**Records supplied**
════════
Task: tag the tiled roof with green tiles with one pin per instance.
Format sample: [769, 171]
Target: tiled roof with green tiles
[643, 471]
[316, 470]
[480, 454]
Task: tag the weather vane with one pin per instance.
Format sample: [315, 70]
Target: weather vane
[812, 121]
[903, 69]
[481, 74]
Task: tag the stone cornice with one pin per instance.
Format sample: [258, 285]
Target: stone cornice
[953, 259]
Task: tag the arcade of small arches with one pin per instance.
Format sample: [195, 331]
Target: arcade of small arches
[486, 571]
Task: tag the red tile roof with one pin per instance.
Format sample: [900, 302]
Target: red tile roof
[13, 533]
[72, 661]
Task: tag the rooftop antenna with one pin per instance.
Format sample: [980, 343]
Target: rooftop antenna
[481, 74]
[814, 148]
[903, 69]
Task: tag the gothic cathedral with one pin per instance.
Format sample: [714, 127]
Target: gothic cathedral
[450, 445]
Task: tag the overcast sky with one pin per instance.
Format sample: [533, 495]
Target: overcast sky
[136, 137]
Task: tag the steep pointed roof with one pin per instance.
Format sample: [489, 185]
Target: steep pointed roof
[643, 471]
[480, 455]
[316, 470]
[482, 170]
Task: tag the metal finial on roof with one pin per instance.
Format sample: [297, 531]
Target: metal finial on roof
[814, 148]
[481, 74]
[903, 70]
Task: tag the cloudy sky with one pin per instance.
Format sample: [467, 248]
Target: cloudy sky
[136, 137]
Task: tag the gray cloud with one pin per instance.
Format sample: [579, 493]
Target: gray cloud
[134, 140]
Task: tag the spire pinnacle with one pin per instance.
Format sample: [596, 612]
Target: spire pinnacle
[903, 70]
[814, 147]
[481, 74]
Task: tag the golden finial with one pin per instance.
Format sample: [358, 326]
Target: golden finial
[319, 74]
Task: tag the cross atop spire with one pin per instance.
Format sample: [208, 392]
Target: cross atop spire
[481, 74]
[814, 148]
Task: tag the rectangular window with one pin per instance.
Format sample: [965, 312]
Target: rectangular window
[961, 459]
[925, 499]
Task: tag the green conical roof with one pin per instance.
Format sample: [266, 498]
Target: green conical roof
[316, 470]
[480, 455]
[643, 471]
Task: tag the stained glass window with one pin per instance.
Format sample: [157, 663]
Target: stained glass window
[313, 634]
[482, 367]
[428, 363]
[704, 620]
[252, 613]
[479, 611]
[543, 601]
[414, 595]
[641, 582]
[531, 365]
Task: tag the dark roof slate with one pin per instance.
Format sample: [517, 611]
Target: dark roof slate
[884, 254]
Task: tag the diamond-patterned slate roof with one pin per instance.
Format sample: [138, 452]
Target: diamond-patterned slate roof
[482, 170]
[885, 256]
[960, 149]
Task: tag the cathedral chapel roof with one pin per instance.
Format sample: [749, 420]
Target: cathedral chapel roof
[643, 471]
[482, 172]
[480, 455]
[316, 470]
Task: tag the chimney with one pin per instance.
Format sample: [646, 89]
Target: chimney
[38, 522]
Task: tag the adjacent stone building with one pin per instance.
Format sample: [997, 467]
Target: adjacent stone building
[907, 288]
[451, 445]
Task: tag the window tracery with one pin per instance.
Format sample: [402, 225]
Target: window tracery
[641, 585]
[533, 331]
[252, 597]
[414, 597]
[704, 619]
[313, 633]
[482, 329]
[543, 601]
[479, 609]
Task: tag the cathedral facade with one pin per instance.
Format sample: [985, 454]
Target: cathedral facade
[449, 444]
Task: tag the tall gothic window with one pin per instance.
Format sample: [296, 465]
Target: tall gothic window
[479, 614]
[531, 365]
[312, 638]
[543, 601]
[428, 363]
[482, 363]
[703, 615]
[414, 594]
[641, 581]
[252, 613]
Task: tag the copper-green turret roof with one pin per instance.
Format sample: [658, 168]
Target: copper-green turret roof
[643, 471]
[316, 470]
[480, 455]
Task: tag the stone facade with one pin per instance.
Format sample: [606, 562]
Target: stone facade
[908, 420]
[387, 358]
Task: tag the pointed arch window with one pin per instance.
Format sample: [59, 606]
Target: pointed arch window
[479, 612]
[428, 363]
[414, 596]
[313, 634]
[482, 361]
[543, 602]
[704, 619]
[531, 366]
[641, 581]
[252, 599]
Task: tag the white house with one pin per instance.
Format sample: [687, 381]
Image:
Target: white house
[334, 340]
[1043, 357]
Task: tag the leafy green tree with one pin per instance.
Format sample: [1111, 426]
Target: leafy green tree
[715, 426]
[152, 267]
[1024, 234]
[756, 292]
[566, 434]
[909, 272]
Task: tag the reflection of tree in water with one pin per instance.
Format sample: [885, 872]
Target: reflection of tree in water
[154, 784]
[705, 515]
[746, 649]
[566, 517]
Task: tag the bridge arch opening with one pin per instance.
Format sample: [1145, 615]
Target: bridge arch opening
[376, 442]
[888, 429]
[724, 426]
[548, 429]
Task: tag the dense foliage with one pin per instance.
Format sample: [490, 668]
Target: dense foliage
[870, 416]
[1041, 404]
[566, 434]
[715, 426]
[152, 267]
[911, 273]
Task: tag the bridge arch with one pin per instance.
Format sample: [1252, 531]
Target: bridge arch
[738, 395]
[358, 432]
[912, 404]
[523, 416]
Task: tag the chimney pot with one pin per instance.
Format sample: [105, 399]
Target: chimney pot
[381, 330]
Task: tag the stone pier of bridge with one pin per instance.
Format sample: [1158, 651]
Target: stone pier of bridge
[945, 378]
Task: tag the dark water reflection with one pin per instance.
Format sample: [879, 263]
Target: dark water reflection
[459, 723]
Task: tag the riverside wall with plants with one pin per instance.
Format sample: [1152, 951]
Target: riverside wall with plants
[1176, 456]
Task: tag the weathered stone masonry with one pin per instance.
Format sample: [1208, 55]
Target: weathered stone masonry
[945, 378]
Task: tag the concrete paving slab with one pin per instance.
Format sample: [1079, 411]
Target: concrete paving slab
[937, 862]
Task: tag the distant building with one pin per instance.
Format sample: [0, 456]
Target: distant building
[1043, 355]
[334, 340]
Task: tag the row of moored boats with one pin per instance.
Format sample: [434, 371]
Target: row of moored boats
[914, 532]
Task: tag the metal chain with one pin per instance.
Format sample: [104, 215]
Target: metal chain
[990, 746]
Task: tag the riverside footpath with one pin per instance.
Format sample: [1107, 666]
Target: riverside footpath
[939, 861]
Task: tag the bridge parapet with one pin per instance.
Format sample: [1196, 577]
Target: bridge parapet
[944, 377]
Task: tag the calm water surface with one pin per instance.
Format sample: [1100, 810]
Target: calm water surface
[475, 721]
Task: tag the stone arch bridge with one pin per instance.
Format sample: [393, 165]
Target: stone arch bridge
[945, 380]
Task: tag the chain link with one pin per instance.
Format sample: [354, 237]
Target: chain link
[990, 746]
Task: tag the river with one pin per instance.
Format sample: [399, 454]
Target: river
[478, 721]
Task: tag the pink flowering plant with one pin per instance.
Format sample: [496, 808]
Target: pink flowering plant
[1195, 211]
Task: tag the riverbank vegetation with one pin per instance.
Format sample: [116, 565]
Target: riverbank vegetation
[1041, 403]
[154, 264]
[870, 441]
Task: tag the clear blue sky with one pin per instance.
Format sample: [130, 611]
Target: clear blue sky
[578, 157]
════════
**Problem to work on**
Put every line from the one containing "Task: tag the riverbank" through the end of the entries into a JSON list of strings, one string per line, leaving out blank lines.

**Solution below**
[
  "Task: tag the riverbank vegetation with one pin per instance.",
  "Format sample: [116, 565]",
  "Target: riverbank vegetation",
  "[1041, 403]",
  "[154, 264]",
  "[870, 441]",
  "Task: tag the clear blue sky with one pin per instance.",
  "Format sample: [130, 611]",
  "Target: clear blue sky",
  "[578, 157]"
]